Extracted data -
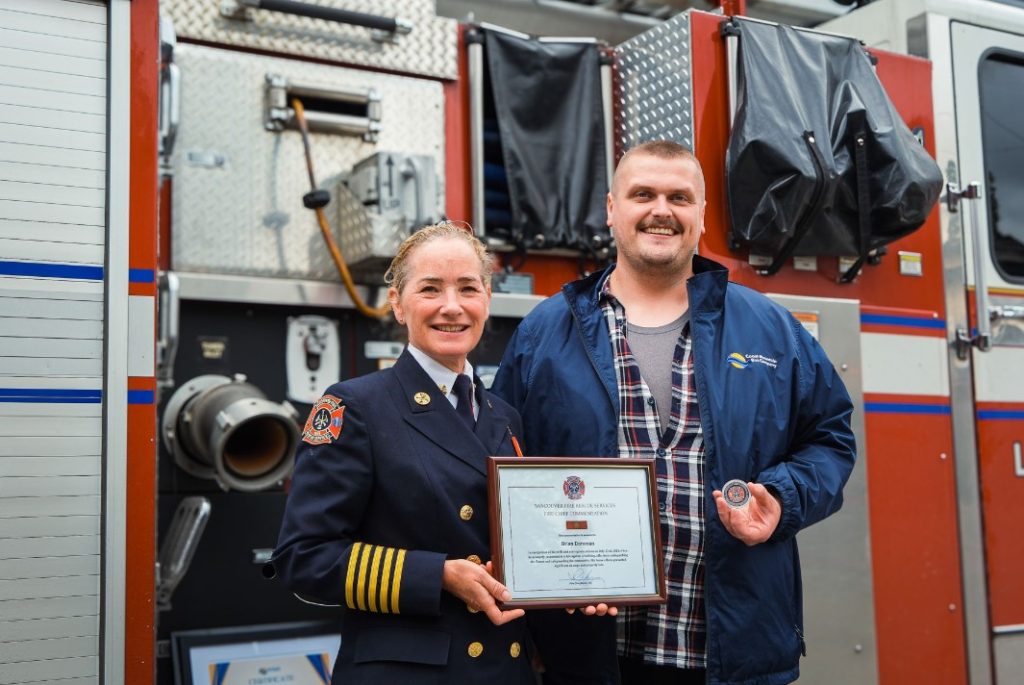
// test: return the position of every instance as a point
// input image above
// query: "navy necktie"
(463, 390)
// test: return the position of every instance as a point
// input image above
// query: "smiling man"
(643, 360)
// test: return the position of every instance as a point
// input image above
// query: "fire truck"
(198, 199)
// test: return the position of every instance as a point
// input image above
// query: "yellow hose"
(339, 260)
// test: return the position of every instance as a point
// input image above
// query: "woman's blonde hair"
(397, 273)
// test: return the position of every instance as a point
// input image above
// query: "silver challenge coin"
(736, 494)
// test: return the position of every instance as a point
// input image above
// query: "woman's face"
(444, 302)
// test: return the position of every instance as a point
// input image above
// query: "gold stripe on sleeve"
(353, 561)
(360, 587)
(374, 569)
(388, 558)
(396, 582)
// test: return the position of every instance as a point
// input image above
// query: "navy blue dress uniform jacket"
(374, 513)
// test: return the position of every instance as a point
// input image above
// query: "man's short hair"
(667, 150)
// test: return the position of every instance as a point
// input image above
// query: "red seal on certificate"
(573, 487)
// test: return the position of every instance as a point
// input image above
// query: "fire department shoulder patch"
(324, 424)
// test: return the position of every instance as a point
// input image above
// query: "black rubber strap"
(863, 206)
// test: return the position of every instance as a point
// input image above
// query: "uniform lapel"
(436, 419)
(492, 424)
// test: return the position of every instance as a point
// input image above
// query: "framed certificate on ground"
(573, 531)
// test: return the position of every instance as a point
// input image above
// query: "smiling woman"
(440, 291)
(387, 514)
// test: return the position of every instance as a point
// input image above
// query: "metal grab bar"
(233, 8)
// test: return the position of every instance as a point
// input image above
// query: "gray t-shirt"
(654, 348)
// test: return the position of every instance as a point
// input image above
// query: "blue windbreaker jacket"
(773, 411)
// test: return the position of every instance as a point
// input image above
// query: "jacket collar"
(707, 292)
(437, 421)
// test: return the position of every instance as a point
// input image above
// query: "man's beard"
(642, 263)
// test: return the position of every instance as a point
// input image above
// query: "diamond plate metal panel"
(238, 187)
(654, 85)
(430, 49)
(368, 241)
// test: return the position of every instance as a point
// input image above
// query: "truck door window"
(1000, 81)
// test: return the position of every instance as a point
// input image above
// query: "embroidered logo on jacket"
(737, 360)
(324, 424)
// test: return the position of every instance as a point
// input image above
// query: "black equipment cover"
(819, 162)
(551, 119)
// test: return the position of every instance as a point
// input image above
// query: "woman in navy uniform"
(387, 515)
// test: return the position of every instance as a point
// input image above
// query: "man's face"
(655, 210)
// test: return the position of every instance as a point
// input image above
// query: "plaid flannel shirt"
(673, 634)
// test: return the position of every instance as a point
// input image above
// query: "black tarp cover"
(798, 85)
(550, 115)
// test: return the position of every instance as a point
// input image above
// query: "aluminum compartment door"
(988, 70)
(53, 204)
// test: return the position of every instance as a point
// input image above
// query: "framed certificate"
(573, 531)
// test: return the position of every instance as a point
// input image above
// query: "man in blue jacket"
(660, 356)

Problem requirements -
The entries above, every one of them, should be retyped exactly, with no pictures carried over.

Solution to the exercise -
// test: return the position of every instance as a point
// input image above
// query: "navy necktie"
(463, 390)
// test: return the position of every instance as a point
// input image above
// query: "smiling man"
(643, 360)
// test: return the position of every instance as a point
// input image above
// query: "fire truck"
(198, 199)
// test: return the position of every instance as a point
// input image above
// query: "yellow hose"
(339, 260)
// test: return the position of every instance as a point
// input image above
// query: "woman's blonde hair"
(397, 273)
// test: return the position of every instance as a point
// input image above
// query: "silver challenge coin"
(736, 494)
// test: return the position of every instance as a point
// input image above
// query: "woman's face"
(444, 302)
// test: return the position of every instance as a point
// input image above
// query: "gold stripe on sleeve"
(353, 561)
(360, 587)
(374, 569)
(388, 558)
(396, 582)
// test: return the position of every instance as a point
// input image above
// query: "navy blue dress uniform jacket"
(374, 513)
// test: return the position of every instance as a point
// input image above
// query: "man's short hair"
(667, 150)
// test: return the position of every instance as a point
// input image above
// query: "red seal on certificate"
(573, 487)
// test: return the position of every instance as a point
// input image above
// query: "fire department shoulder patch"
(324, 424)
// test: return the position of every instance as a point
// input image above
// query: "black rubber strap"
(863, 206)
// test: return the position of every instance as a point
// input image above
// query: "uniform lapel"
(436, 419)
(492, 424)
// test: return the position of every instance as a point
// input image above
// query: "framed certificate on ground"
(573, 531)
// test: return the position of every instance as a point
// input image above
// query: "smiling woman"
(440, 291)
(387, 514)
// test: return the position of every instance as a point
// input image above
// query: "metal grab bar"
(233, 8)
// test: return the position of every instance as a point
// input image above
// query: "gray t-shirt"
(654, 348)
// test: return the position of every instance as a point
// input image above
// query: "blue windbreaker jacket"
(773, 411)
// test: return the position of every instance as a point
// input image above
// query: "jacket collar"
(707, 292)
(437, 421)
// test: return the position of every instance as a point
// input image above
// query: "man's beard"
(642, 263)
// test: return the position of every instance as a point
// input image above
// query: "diamond plate metal panel"
(238, 187)
(654, 85)
(430, 49)
(368, 241)
// test: return the position of every instance as a point
// input image above
// query: "truck door window"
(1000, 81)
// test: return the position of every instance as a point
// input image above
// query: "embroidered logo on jacket"
(737, 360)
(324, 424)
// test: return the position of every instance as a point
// input image above
// query: "black equipment cover"
(819, 162)
(551, 119)
// test: return the position of every instance as a point
// input image above
// query: "woman in navy uniform"
(387, 515)
// test: return the position of every instance as a point
// input image above
// query: "man's face"
(655, 210)
// test: return the position of every instance as a point
// input image above
// query: "plaid flannel shirt"
(673, 634)
// test: return the position of every instance as a point
// input image above
// query: "black tarp cover"
(798, 85)
(550, 115)
// test: return the position of every instance as a point
// input image above
// query: "aluminum compartment door"
(988, 70)
(53, 204)
// test: return the position of every instance as a point
// input image above
// query: "framed certificate"
(573, 531)
// test: return the position of every instance as a point
// input image above
// query: "man in blue jacket"
(660, 356)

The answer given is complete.